:: Directive ::
Which lines in the items below contain the word "doorway"? Pick out each one and copy it in full.

:: Provided records ::
____
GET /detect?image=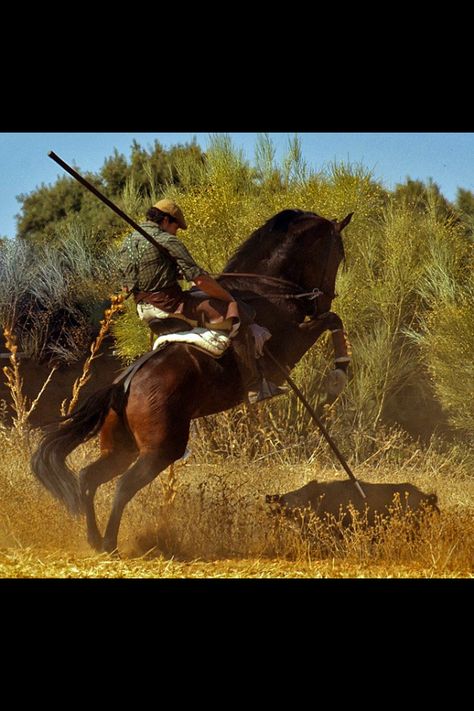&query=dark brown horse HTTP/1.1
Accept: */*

[32,210,352,552]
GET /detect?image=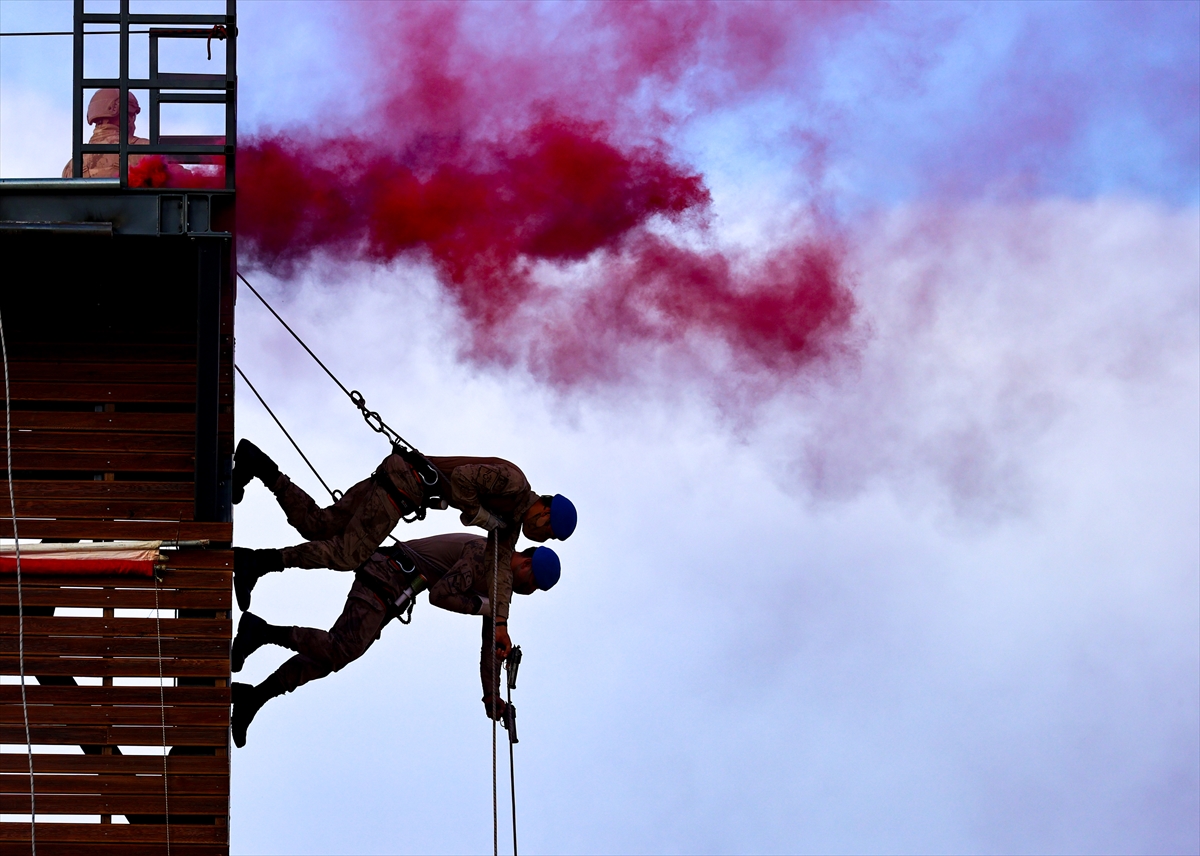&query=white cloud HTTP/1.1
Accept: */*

[232,203,1200,852]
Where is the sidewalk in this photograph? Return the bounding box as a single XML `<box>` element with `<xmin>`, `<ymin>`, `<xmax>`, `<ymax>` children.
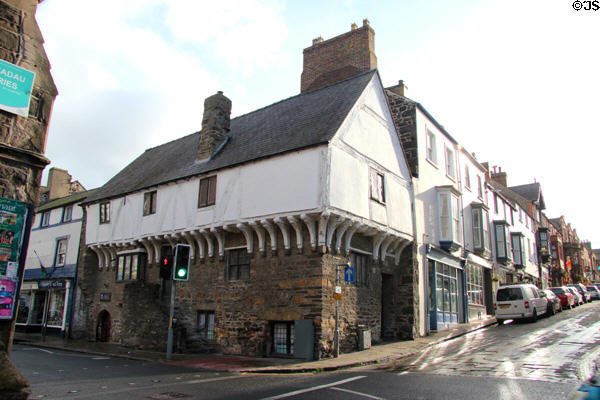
<box><xmin>14</xmin><ymin>318</ymin><xmax>496</xmax><ymax>374</ymax></box>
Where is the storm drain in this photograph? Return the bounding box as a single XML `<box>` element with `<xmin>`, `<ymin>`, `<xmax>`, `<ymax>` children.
<box><xmin>148</xmin><ymin>392</ymin><xmax>192</xmax><ymax>400</ymax></box>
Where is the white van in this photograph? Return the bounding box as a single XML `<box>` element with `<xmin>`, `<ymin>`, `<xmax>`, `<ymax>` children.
<box><xmin>494</xmin><ymin>284</ymin><xmax>548</xmax><ymax>325</ymax></box>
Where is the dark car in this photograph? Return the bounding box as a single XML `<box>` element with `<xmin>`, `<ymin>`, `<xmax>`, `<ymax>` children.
<box><xmin>550</xmin><ymin>286</ymin><xmax>577</xmax><ymax>310</ymax></box>
<box><xmin>542</xmin><ymin>289</ymin><xmax>562</xmax><ymax>315</ymax></box>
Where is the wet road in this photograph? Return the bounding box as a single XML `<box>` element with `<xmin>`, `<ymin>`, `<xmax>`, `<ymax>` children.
<box><xmin>381</xmin><ymin>301</ymin><xmax>600</xmax><ymax>383</ymax></box>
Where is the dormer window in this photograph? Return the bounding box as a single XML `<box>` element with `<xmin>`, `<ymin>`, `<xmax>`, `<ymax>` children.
<box><xmin>511</xmin><ymin>233</ymin><xmax>527</xmax><ymax>267</ymax></box>
<box><xmin>471</xmin><ymin>203</ymin><xmax>490</xmax><ymax>253</ymax></box>
<box><xmin>437</xmin><ymin>186</ymin><xmax>462</xmax><ymax>251</ymax></box>
<box><xmin>494</xmin><ymin>221</ymin><xmax>512</xmax><ymax>262</ymax></box>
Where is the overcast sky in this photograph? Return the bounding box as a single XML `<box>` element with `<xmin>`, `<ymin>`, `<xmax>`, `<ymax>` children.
<box><xmin>36</xmin><ymin>0</ymin><xmax>600</xmax><ymax>247</ymax></box>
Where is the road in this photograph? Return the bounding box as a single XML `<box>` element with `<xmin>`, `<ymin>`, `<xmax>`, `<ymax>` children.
<box><xmin>12</xmin><ymin>302</ymin><xmax>600</xmax><ymax>400</ymax></box>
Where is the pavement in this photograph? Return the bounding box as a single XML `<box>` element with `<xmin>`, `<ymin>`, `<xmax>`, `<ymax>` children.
<box><xmin>14</xmin><ymin>317</ymin><xmax>496</xmax><ymax>374</ymax></box>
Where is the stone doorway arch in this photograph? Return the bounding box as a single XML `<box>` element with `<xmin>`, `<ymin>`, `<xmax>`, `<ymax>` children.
<box><xmin>96</xmin><ymin>310</ymin><xmax>111</xmax><ymax>342</ymax></box>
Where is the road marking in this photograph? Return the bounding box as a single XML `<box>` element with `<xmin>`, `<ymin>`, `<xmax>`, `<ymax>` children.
<box><xmin>330</xmin><ymin>388</ymin><xmax>385</xmax><ymax>400</ymax></box>
<box><xmin>262</xmin><ymin>375</ymin><xmax>366</xmax><ymax>400</ymax></box>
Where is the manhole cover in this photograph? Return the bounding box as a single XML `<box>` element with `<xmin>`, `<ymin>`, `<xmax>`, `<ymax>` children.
<box><xmin>148</xmin><ymin>392</ymin><xmax>192</xmax><ymax>400</ymax></box>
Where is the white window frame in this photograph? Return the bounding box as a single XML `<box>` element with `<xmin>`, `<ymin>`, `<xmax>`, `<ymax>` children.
<box><xmin>425</xmin><ymin>128</ymin><xmax>437</xmax><ymax>166</ymax></box>
<box><xmin>444</xmin><ymin>146</ymin><xmax>456</xmax><ymax>181</ymax></box>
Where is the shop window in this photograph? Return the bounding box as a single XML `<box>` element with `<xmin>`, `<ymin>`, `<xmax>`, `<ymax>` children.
<box><xmin>273</xmin><ymin>321</ymin><xmax>294</xmax><ymax>355</ymax></box>
<box><xmin>196</xmin><ymin>311</ymin><xmax>215</xmax><ymax>340</ymax></box>
<box><xmin>467</xmin><ymin>264</ymin><xmax>483</xmax><ymax>305</ymax></box>
<box><xmin>198</xmin><ymin>175</ymin><xmax>217</xmax><ymax>208</ymax></box>
<box><xmin>227</xmin><ymin>248</ymin><xmax>250</xmax><ymax>281</ymax></box>
<box><xmin>144</xmin><ymin>190</ymin><xmax>156</xmax><ymax>216</ymax></box>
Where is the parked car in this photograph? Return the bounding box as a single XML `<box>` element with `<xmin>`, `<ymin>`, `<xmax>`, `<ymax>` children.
<box><xmin>569</xmin><ymin>283</ymin><xmax>592</xmax><ymax>303</ymax></box>
<box><xmin>494</xmin><ymin>284</ymin><xmax>548</xmax><ymax>325</ymax></box>
<box><xmin>567</xmin><ymin>286</ymin><xmax>583</xmax><ymax>307</ymax></box>
<box><xmin>585</xmin><ymin>285</ymin><xmax>600</xmax><ymax>300</ymax></box>
<box><xmin>542</xmin><ymin>289</ymin><xmax>562</xmax><ymax>315</ymax></box>
<box><xmin>550</xmin><ymin>286</ymin><xmax>577</xmax><ymax>310</ymax></box>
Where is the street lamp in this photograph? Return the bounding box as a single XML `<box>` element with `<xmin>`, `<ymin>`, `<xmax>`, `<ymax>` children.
<box><xmin>333</xmin><ymin>262</ymin><xmax>350</xmax><ymax>358</ymax></box>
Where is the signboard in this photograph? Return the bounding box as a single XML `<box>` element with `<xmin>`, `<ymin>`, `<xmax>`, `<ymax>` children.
<box><xmin>344</xmin><ymin>266</ymin><xmax>354</xmax><ymax>283</ymax></box>
<box><xmin>0</xmin><ymin>198</ymin><xmax>29</xmax><ymax>320</ymax></box>
<box><xmin>0</xmin><ymin>60</ymin><xmax>35</xmax><ymax>118</ymax></box>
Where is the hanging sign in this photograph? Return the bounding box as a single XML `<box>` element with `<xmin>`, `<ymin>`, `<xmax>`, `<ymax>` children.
<box><xmin>0</xmin><ymin>60</ymin><xmax>35</xmax><ymax>118</ymax></box>
<box><xmin>0</xmin><ymin>197</ymin><xmax>28</xmax><ymax>320</ymax></box>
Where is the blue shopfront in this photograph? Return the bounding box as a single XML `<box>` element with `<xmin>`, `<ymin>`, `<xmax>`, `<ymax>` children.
<box><xmin>427</xmin><ymin>248</ymin><xmax>466</xmax><ymax>331</ymax></box>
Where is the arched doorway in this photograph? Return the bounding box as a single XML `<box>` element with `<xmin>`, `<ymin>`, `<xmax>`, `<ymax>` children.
<box><xmin>96</xmin><ymin>310</ymin><xmax>110</xmax><ymax>342</ymax></box>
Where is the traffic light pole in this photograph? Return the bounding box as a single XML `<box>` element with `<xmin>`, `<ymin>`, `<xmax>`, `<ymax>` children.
<box><xmin>167</xmin><ymin>279</ymin><xmax>175</xmax><ymax>361</ymax></box>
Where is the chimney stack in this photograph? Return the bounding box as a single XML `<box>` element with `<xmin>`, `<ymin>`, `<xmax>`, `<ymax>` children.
<box><xmin>196</xmin><ymin>91</ymin><xmax>231</xmax><ymax>161</ymax></box>
<box><xmin>300</xmin><ymin>19</ymin><xmax>377</xmax><ymax>93</ymax></box>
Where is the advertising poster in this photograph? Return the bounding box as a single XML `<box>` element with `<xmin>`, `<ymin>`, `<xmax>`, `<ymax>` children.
<box><xmin>0</xmin><ymin>197</ymin><xmax>27</xmax><ymax>319</ymax></box>
<box><xmin>0</xmin><ymin>60</ymin><xmax>35</xmax><ymax>118</ymax></box>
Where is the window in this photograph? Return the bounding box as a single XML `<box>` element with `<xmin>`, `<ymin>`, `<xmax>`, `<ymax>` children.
<box><xmin>446</xmin><ymin>147</ymin><xmax>456</xmax><ymax>180</ymax></box>
<box><xmin>40</xmin><ymin>211</ymin><xmax>50</xmax><ymax>228</ymax></box>
<box><xmin>467</xmin><ymin>264</ymin><xmax>483</xmax><ymax>305</ymax></box>
<box><xmin>62</xmin><ymin>206</ymin><xmax>73</xmax><ymax>222</ymax></box>
<box><xmin>117</xmin><ymin>254</ymin><xmax>143</xmax><ymax>281</ymax></box>
<box><xmin>494</xmin><ymin>221</ymin><xmax>511</xmax><ymax>261</ymax></box>
<box><xmin>227</xmin><ymin>248</ymin><xmax>250</xmax><ymax>281</ymax></box>
<box><xmin>144</xmin><ymin>190</ymin><xmax>156</xmax><ymax>215</ymax></box>
<box><xmin>273</xmin><ymin>321</ymin><xmax>294</xmax><ymax>355</ymax></box>
<box><xmin>350</xmin><ymin>253</ymin><xmax>371</xmax><ymax>286</ymax></box>
<box><xmin>196</xmin><ymin>311</ymin><xmax>215</xmax><ymax>340</ymax></box>
<box><xmin>369</xmin><ymin>170</ymin><xmax>385</xmax><ymax>203</ymax></box>
<box><xmin>472</xmin><ymin>205</ymin><xmax>490</xmax><ymax>252</ymax></box>
<box><xmin>198</xmin><ymin>175</ymin><xmax>217</xmax><ymax>208</ymax></box>
<box><xmin>54</xmin><ymin>239</ymin><xmax>67</xmax><ymax>267</ymax></box>
<box><xmin>426</xmin><ymin>129</ymin><xmax>437</xmax><ymax>164</ymax></box>
<box><xmin>438</xmin><ymin>187</ymin><xmax>462</xmax><ymax>250</ymax></box>
<box><xmin>511</xmin><ymin>233</ymin><xmax>531</xmax><ymax>266</ymax></box>
<box><xmin>100</xmin><ymin>201</ymin><xmax>110</xmax><ymax>224</ymax></box>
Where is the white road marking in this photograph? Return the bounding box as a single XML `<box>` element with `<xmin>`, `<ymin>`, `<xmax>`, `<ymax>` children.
<box><xmin>262</xmin><ymin>375</ymin><xmax>366</xmax><ymax>400</ymax></box>
<box><xmin>329</xmin><ymin>387</ymin><xmax>385</xmax><ymax>400</ymax></box>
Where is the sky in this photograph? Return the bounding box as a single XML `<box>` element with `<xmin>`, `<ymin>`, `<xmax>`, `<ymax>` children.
<box><xmin>36</xmin><ymin>0</ymin><xmax>600</xmax><ymax>244</ymax></box>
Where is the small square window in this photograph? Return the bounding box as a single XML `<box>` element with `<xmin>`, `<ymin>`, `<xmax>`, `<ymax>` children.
<box><xmin>198</xmin><ymin>175</ymin><xmax>217</xmax><ymax>208</ymax></box>
<box><xmin>62</xmin><ymin>206</ymin><xmax>73</xmax><ymax>222</ymax></box>
<box><xmin>227</xmin><ymin>248</ymin><xmax>250</xmax><ymax>281</ymax></box>
<box><xmin>144</xmin><ymin>190</ymin><xmax>156</xmax><ymax>215</ymax></box>
<box><xmin>100</xmin><ymin>201</ymin><xmax>110</xmax><ymax>224</ymax></box>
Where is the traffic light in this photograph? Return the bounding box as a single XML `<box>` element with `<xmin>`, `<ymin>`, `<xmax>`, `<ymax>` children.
<box><xmin>160</xmin><ymin>255</ymin><xmax>173</xmax><ymax>281</ymax></box>
<box><xmin>173</xmin><ymin>244</ymin><xmax>191</xmax><ymax>281</ymax></box>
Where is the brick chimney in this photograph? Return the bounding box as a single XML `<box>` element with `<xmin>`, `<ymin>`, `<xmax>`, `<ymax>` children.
<box><xmin>300</xmin><ymin>19</ymin><xmax>377</xmax><ymax>93</ymax></box>
<box><xmin>196</xmin><ymin>91</ymin><xmax>231</xmax><ymax>161</ymax></box>
<box><xmin>490</xmin><ymin>166</ymin><xmax>508</xmax><ymax>187</ymax></box>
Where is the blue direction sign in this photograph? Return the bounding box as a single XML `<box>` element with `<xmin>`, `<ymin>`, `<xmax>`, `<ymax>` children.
<box><xmin>344</xmin><ymin>267</ymin><xmax>354</xmax><ymax>283</ymax></box>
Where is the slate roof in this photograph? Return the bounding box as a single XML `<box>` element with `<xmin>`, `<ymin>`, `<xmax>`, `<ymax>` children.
<box><xmin>85</xmin><ymin>70</ymin><xmax>377</xmax><ymax>203</ymax></box>
<box><xmin>35</xmin><ymin>189</ymin><xmax>96</xmax><ymax>213</ymax></box>
<box><xmin>509</xmin><ymin>182</ymin><xmax>545</xmax><ymax>210</ymax></box>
____
:: Result for this exercise ::
Where is the stone doorway arch in this photograph? Return the bounding box as a single XML `<box>` element with `<xmin>`, `<ymin>`, `<xmax>`, `<ymax>` children.
Where is the arched doorway in this photograph? Return the bounding box as a single XML `<box>` element with `<xmin>`, `<ymin>`, `<xmax>`, `<ymax>` children.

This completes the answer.